◆ Exercise prompt
Go through the data and report each line that holds the string "face".
--- Data records Enclosed Below ---
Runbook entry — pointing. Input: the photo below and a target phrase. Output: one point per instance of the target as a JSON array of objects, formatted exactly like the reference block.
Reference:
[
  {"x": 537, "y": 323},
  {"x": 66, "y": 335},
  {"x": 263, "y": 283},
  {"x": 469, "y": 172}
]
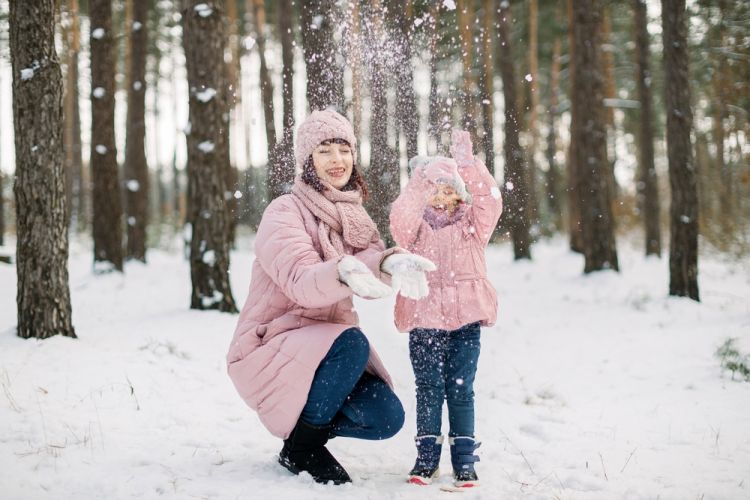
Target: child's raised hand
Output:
[
  {"x": 461, "y": 148},
  {"x": 408, "y": 274},
  {"x": 441, "y": 170}
]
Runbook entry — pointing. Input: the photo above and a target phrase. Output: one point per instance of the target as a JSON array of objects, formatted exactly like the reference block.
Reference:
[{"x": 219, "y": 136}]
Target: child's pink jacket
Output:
[{"x": 459, "y": 290}]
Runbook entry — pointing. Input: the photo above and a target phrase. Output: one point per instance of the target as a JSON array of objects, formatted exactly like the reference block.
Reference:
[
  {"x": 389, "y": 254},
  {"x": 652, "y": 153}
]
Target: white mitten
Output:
[
  {"x": 360, "y": 279},
  {"x": 408, "y": 274}
]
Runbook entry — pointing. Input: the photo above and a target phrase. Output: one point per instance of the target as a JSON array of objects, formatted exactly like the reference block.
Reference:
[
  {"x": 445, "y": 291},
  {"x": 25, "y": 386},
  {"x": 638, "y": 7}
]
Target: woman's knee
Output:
[
  {"x": 392, "y": 417},
  {"x": 353, "y": 344}
]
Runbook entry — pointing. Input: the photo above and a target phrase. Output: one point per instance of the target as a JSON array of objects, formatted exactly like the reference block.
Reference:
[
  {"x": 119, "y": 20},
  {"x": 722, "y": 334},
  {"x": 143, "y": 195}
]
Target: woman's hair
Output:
[{"x": 356, "y": 181}]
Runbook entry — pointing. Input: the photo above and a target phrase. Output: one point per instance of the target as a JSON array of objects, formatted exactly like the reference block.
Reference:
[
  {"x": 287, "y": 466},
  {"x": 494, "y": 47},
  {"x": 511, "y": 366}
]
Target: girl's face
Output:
[
  {"x": 444, "y": 198},
  {"x": 333, "y": 163}
]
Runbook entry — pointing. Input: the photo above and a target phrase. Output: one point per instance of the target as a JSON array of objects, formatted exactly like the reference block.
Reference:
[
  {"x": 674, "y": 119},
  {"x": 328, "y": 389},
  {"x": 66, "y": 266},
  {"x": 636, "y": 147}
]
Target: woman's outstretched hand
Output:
[
  {"x": 360, "y": 279},
  {"x": 408, "y": 274}
]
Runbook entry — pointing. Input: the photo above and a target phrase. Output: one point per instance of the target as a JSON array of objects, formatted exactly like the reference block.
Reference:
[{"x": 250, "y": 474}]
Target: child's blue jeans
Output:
[
  {"x": 445, "y": 364},
  {"x": 357, "y": 404}
]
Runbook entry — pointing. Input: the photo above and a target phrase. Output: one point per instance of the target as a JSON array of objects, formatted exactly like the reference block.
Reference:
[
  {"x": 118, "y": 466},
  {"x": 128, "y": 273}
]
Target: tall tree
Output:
[
  {"x": 486, "y": 86},
  {"x": 648, "y": 190},
  {"x": 136, "y": 167},
  {"x": 516, "y": 181},
  {"x": 107, "y": 204},
  {"x": 266, "y": 85},
  {"x": 284, "y": 174},
  {"x": 203, "y": 40},
  {"x": 590, "y": 133},
  {"x": 43, "y": 293},
  {"x": 683, "y": 248},
  {"x": 75, "y": 188},
  {"x": 401, "y": 15},
  {"x": 325, "y": 76},
  {"x": 383, "y": 172},
  {"x": 553, "y": 192},
  {"x": 574, "y": 200},
  {"x": 466, "y": 22},
  {"x": 434, "y": 119}
]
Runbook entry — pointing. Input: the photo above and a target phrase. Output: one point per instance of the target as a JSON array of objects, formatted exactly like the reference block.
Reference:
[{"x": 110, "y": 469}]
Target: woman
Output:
[{"x": 297, "y": 356}]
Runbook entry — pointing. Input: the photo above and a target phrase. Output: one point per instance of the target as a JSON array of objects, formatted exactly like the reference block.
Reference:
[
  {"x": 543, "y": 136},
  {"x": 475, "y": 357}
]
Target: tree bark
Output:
[
  {"x": 516, "y": 183},
  {"x": 486, "y": 86},
  {"x": 590, "y": 134},
  {"x": 43, "y": 293},
  {"x": 136, "y": 168},
  {"x": 554, "y": 195},
  {"x": 434, "y": 104},
  {"x": 383, "y": 174},
  {"x": 402, "y": 19},
  {"x": 75, "y": 192},
  {"x": 107, "y": 203},
  {"x": 683, "y": 249},
  {"x": 325, "y": 76},
  {"x": 466, "y": 21},
  {"x": 648, "y": 190},
  {"x": 203, "y": 40},
  {"x": 284, "y": 156}
]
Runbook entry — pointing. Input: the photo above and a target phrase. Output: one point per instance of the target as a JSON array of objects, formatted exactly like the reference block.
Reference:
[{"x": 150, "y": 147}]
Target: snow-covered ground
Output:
[{"x": 589, "y": 387}]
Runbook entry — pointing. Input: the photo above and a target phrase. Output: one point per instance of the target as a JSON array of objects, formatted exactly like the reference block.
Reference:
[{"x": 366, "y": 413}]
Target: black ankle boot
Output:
[{"x": 304, "y": 451}]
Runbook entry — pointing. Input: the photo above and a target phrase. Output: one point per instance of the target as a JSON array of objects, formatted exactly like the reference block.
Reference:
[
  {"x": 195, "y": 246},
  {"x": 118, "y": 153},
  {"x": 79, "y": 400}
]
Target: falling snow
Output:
[
  {"x": 203, "y": 10},
  {"x": 206, "y": 146}
]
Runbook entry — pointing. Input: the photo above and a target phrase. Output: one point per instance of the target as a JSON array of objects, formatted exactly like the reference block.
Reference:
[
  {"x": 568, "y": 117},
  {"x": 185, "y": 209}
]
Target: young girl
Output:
[{"x": 435, "y": 217}]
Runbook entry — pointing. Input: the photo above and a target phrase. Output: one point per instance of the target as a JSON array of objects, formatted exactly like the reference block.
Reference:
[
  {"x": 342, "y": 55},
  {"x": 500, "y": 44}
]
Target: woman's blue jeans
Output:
[
  {"x": 356, "y": 403},
  {"x": 445, "y": 365}
]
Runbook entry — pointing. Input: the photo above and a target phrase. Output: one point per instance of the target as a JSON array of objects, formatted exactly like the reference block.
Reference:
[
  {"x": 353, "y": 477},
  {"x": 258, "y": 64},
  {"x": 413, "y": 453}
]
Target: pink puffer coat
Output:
[
  {"x": 295, "y": 310},
  {"x": 460, "y": 292}
]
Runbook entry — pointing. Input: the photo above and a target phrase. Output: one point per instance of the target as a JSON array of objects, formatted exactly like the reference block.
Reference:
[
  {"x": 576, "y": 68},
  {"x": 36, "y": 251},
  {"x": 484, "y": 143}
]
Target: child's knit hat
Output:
[
  {"x": 443, "y": 169},
  {"x": 322, "y": 125}
]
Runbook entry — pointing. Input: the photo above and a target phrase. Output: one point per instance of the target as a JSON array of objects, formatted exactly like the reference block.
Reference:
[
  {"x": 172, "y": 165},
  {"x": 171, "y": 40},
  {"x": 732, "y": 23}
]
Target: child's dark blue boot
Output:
[
  {"x": 428, "y": 460},
  {"x": 463, "y": 458}
]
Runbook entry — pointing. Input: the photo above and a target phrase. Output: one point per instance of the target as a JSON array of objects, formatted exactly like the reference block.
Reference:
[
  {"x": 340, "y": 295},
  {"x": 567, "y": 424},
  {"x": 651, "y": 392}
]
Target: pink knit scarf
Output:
[{"x": 342, "y": 218}]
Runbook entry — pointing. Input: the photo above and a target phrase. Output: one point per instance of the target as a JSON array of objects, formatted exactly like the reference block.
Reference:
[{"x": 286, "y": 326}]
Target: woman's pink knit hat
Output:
[{"x": 322, "y": 125}]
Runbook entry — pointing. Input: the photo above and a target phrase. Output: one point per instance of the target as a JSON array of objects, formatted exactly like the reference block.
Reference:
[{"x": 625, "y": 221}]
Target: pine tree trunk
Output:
[
  {"x": 466, "y": 22},
  {"x": 720, "y": 82},
  {"x": 43, "y": 293},
  {"x": 486, "y": 86},
  {"x": 554, "y": 194},
  {"x": 590, "y": 134},
  {"x": 73, "y": 152},
  {"x": 284, "y": 156},
  {"x": 516, "y": 183},
  {"x": 516, "y": 195},
  {"x": 434, "y": 104},
  {"x": 574, "y": 200},
  {"x": 533, "y": 130},
  {"x": 383, "y": 174},
  {"x": 107, "y": 203},
  {"x": 325, "y": 77},
  {"x": 203, "y": 40},
  {"x": 648, "y": 190},
  {"x": 683, "y": 249},
  {"x": 402, "y": 18},
  {"x": 136, "y": 168}
]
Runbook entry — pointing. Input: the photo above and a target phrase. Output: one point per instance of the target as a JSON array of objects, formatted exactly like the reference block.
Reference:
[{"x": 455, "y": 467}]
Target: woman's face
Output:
[
  {"x": 445, "y": 198},
  {"x": 333, "y": 163}
]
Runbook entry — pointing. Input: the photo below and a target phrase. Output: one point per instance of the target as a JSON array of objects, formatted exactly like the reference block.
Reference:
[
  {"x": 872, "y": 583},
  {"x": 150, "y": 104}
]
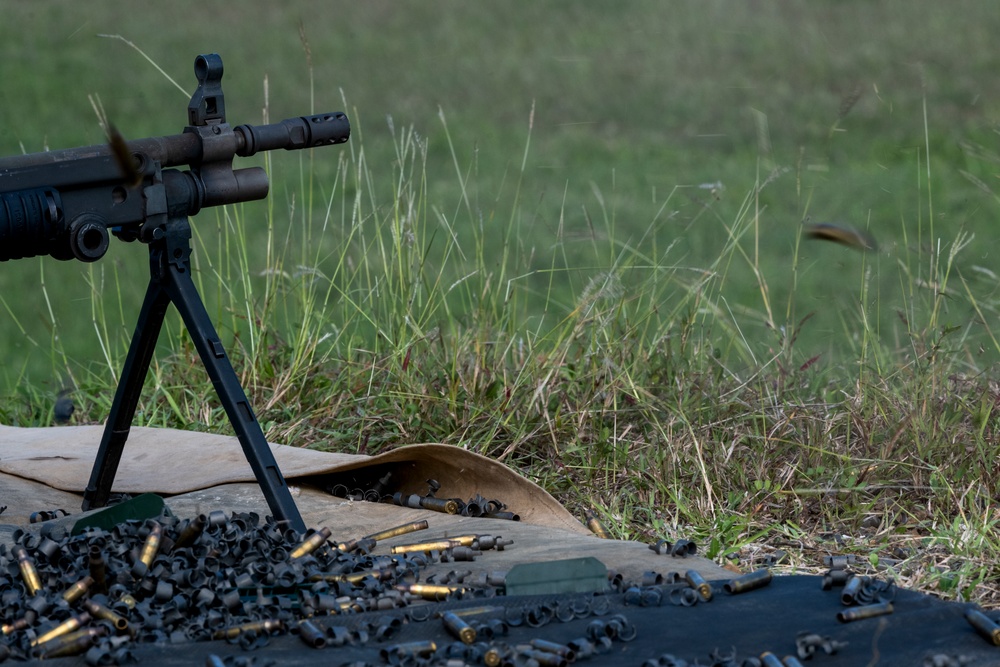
--- End of Enclosed Data records ---
◆ Task result
Target: girl's face
Target: woman's face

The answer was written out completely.